THE INPUT section start

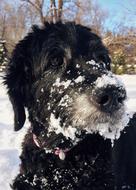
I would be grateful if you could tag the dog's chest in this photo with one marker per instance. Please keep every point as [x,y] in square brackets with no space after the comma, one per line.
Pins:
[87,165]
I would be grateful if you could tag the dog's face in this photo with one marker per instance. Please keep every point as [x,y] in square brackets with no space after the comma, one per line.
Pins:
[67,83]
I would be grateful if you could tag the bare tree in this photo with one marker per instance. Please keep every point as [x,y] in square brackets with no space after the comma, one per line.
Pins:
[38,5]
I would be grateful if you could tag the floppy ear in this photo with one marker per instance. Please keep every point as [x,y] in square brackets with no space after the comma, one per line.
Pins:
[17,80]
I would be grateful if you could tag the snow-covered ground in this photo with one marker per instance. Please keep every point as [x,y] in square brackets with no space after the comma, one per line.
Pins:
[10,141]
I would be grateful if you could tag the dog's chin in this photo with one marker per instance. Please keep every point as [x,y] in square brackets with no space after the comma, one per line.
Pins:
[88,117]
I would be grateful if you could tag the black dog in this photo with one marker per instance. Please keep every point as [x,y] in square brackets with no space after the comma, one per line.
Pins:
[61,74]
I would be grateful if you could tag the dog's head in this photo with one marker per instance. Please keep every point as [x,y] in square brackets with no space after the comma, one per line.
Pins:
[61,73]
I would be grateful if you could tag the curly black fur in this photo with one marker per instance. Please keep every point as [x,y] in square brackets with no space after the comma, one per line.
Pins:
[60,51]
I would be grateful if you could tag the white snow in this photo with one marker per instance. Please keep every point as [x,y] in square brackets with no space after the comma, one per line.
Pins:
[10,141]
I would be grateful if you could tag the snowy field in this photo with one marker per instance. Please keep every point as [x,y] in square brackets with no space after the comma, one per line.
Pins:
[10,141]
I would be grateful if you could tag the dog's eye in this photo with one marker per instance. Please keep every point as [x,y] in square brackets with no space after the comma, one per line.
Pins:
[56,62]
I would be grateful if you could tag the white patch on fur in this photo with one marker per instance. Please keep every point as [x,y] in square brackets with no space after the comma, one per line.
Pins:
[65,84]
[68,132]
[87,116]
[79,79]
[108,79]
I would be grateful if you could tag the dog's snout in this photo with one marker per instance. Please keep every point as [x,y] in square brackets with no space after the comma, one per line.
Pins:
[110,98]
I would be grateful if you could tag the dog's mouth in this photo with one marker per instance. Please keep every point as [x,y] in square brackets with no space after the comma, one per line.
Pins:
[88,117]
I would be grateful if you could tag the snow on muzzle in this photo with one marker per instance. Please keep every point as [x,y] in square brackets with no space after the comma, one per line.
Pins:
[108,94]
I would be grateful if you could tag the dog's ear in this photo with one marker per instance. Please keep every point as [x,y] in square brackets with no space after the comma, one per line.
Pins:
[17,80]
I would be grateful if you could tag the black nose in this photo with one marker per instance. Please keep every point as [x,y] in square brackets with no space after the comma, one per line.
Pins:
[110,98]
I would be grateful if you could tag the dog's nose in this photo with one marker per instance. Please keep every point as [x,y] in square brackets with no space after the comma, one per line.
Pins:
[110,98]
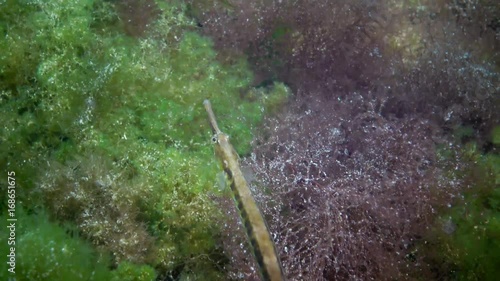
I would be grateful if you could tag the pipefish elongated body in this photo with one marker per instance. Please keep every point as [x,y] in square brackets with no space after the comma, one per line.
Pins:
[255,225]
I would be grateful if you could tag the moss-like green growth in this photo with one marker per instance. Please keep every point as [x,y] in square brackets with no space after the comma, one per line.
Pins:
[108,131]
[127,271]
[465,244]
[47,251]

THE INPUT section end

§ **PROBLEM**: If you see a picture in the listing, skip it while copying everything else exactly.

§ **ANSWER BELOW**:
I would be grateful if you could tag the dog's chest in this photo with one marker per instance. Please keep every point as [x,y] in square brackets with no space after the comma, one per line.
Pins:
[87,165]
I would be grateful if you could tag the dog's face in this photo with one marker per instance. Please keep every point as [x,y] in square brackets with no space after the comma, one per line.
Pins:
[67,83]
I would be grateful if you could tag the bare tree in this photo with one marker per instance. Please keep every point as [x,y] in square brackets with no space after the comma, one per line.
Pins:
[38,5]
I would be grateful if you could tag the floppy ear in this photo with one marker per instance. Please keep every point as [x,y] in square brackets with no space after the comma, one per line.
Pins:
[17,80]
I would be grateful if you could tag the snow-covered ground in this photo with one marker per instance. Please keep every point as [x,y] in square brackets with no space after the comma, one per line.
Pins:
[10,141]
I would be grateful if you could tag the dog's chin in this photo with one marker per instance. Please keep every point as [x,y] in square brackets with no space after the comma, one per line.
Pins:
[88,117]
I would be grateful if you could tag the black dog in this photo with one marker per instance. Please keep every point as [x,y] in square brackets with no space after the comma, one per line.
Pins:
[61,74]
I would be grateful if you could tag the dog's head in this photo with one marker per instance. Please keep every point as [x,y] in square brackets with no space after the comma, one per line.
Pins:
[61,73]
I would be grateful if you could tag the curly black fur in this photo with one marker per instance. Please keep every point as [x,y] in square brackets with no space after the comma, one per line.
Pins:
[60,51]
I would be grateful if you could tag the white snow in this photo with one marker per instance. Please keep every point as [x,y] in square brackets with no space after the comma, one per line.
Pins:
[10,141]
I would be grateful if you could tag the snowy field in this photo with one marker per instance. Please keep every point as [x,y] in square brackets with no space after the comma, one per line.
Pins:
[10,141]
I would be grateful if you could tag the dog's eye in this photo with one marker per instance. Please keep every point as [x,y] in square brackets with no space after the comma, one per line.
Pins:
[56,62]
I would be grateful if you could tag the white patch on fur in this photo with one marker per instance. Please keep every point as [x,y] in square brackets with no space after the comma, one per line.
Pins:
[65,84]
[68,132]
[87,116]
[79,79]
[108,79]
I would be grateful if you could tag the dog's snout in this photo with one marker per instance. Please keep every point as [x,y] in square brackets with no space after the comma, one per line.
Pins:
[110,98]
I would be grateful if you could tag the dog's mouth in this photo with one marker per instance. Please keep every point as [x,y] in square brackets with no space after the comma, one per line.
Pins:
[88,117]
I would be grateful if you could tag the snow on muzzle in this photo with one marker per instance. Please keep every point as [x,y] in square brackets with no space after the comma, one per line.
Pins:
[108,94]
I would be grateful if you could tag the dog's ear in this photo with one marker per instance. Please keep every point as [x,y] in square brackets with no space after the comma, one per line.
Pins:
[17,80]
I would be grateful if you could tag the black nose in this photo with one marker per instance. Please keep every point as [x,y] in square brackets with no space after the comma, one per line.
Pins:
[110,98]
I would be grateful if you could tag the dog's nose in this photo with one marker per instance. Please keep every point as [x,y] in square brackets with no space after the comma, one per line.
Pins:
[110,98]
I would be grateful if you could tag the pipefish elongated body in this photo with one marker per instance. Please keep every point as [x,y] in square brackets with no space after the comma, one per line.
Pins:
[255,225]
I would be grateful if you could tag the moss-like green growth in this photo with one marker per instance. Please keep every point as [x,y] in square brackets with no space after the comma, one per line.
Pins:
[108,131]
[127,271]
[465,244]
[47,251]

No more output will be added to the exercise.